─── SUPPLIED INFORMATION

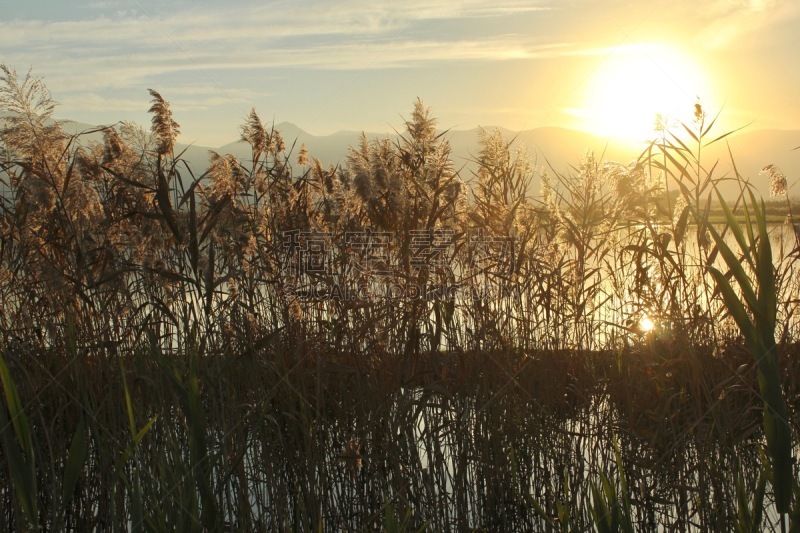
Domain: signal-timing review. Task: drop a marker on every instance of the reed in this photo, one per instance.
(179, 350)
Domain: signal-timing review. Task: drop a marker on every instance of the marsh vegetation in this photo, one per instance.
(270, 345)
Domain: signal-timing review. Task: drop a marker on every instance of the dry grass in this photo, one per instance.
(175, 371)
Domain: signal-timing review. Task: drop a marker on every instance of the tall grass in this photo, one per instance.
(180, 351)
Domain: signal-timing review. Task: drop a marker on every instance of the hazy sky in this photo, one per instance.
(359, 65)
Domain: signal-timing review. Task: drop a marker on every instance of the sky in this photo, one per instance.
(604, 67)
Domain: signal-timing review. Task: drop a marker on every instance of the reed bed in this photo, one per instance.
(386, 344)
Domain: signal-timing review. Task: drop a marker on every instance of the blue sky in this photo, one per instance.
(357, 65)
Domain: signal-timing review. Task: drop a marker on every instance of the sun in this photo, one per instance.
(637, 86)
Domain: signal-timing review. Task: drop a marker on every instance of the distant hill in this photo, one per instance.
(550, 147)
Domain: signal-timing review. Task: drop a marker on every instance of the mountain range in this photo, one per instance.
(557, 149)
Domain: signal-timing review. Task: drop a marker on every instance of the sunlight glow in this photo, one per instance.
(635, 84)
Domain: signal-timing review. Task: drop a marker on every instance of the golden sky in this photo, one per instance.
(606, 67)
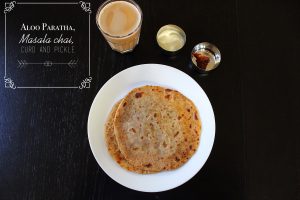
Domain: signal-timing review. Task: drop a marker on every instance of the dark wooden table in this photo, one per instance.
(44, 148)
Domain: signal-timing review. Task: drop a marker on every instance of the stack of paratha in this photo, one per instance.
(152, 129)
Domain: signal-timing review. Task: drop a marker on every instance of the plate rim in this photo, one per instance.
(106, 85)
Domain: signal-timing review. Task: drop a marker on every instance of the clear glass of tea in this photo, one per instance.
(120, 23)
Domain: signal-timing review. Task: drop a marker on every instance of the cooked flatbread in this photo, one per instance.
(112, 144)
(156, 128)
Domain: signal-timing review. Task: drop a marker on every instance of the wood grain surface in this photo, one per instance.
(44, 149)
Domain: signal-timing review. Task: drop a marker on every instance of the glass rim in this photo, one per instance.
(123, 36)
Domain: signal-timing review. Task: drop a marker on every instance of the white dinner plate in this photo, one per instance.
(115, 89)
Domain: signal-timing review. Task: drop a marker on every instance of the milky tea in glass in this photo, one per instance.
(120, 23)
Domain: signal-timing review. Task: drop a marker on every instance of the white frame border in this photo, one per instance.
(86, 6)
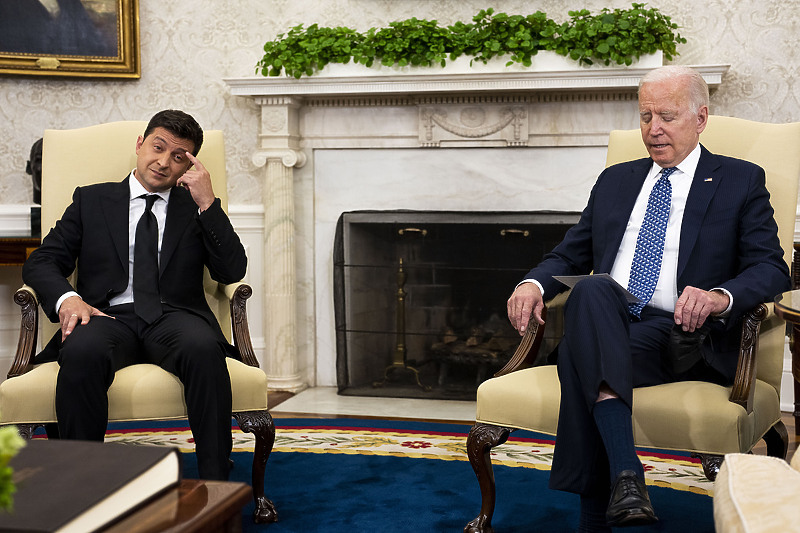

──────

> EXERCISE PROMPT
Rewrite every one of the entries above as a numbered list, leaving out blank lines and the pictures.

> RESULT BELOW
1. Domain: signal-timing review. Task: drop a marker on every instance of the reed in this photo, one per instance.
2. (179, 350)
3. Domain: signal-timing review. Task: drop a marker on every instance of the marsh vegetation in this photo, one per instance.
4. (270, 345)
5. Domain: signal-timing review. Task: drop a marker on every instance of the dry grass in this photo, one per instance.
6. (175, 371)
7. Domain: signal-timing review. Task: drop a marker on every instance of the tall grass in this photo, one per instance.
8. (180, 351)
9. Domain: signal-timing review. Task: drop a marker on every instance of the hazy sky in this photo, one per instance.
10. (359, 65)
11. Domain: signal-timing review. Task: drop a marker on every instance of the sky in this photo, one per instance.
12. (604, 67)
13. Domain: signal-timing review. Task: drop a marker on every instance of the reed bed in this photo, one per instance.
14. (386, 344)
15. Domain: signal-timing review. Task: drop a marker on every instance of the blue sky in this photo, one per instance.
16. (357, 65)
17. Domain: signal-timing review. Task: drop a marker on every instance of the sun in this photo, one per instance.
18. (637, 86)
19. Domain: signal-timing review. Task: drop a marker on every instance of the distant hill in this photo, one per instance.
20. (550, 147)
21. Domain: signal-timing review. Task: drop a marker on every instance of the mountain range in this photo, one per instance.
22. (557, 149)
23. Domain: signal-timing review. Task: drop a marker on every instance of the sunlight glow in this photo, one per instance.
24. (635, 84)
25. Domain: signal-timing review. Task: drop a marker on every instance of the golden sky in this photo, one per instance.
26. (606, 67)
27. Domain: signal-timing review. Task: drop a marker on every instance of the dark wooden table in this photo, one per instance.
28. (44, 148)
29. Domain: signal-timing review. Task: drop a marker on every instance of the stack of paratha in this photo, one per instance.
30. (152, 129)
31. Domain: signal-timing review. Task: drop a marker on every instance of the plate rim in this photo, one per instance.
32. (106, 85)
33. Domain: signal-timing review. Task: drop a marker on every instance of the clear glass of tea in this photo, one per instance.
34. (120, 23)
35. Domain: signal-timing review. Task: drop a marker on every instance of the cooked flatbread in this photo, one per instance.
36. (112, 144)
37. (156, 128)
38. Domain: signal-timing review. Task: drop a marker on every instance of the wood grain surface in this photo, one per instance.
39. (44, 149)
40. Domain: signal-timing review. Task: drop a marker on every instance of the glass rim in this photo, one per instance.
41. (123, 36)
42. Domain: signal-timing review. Task: drop a marker on every instance of the white dinner plate in this photo, one per instance.
43. (115, 89)
44. Domain: signal-timing review. Task: drop a marker on every instance of the milky tea in glass in this photo, one per instance.
45. (120, 23)
46. Domain: signal-timing review. Task: drop a marker on every instance of the white frame border in this photo, one per instance.
47. (86, 6)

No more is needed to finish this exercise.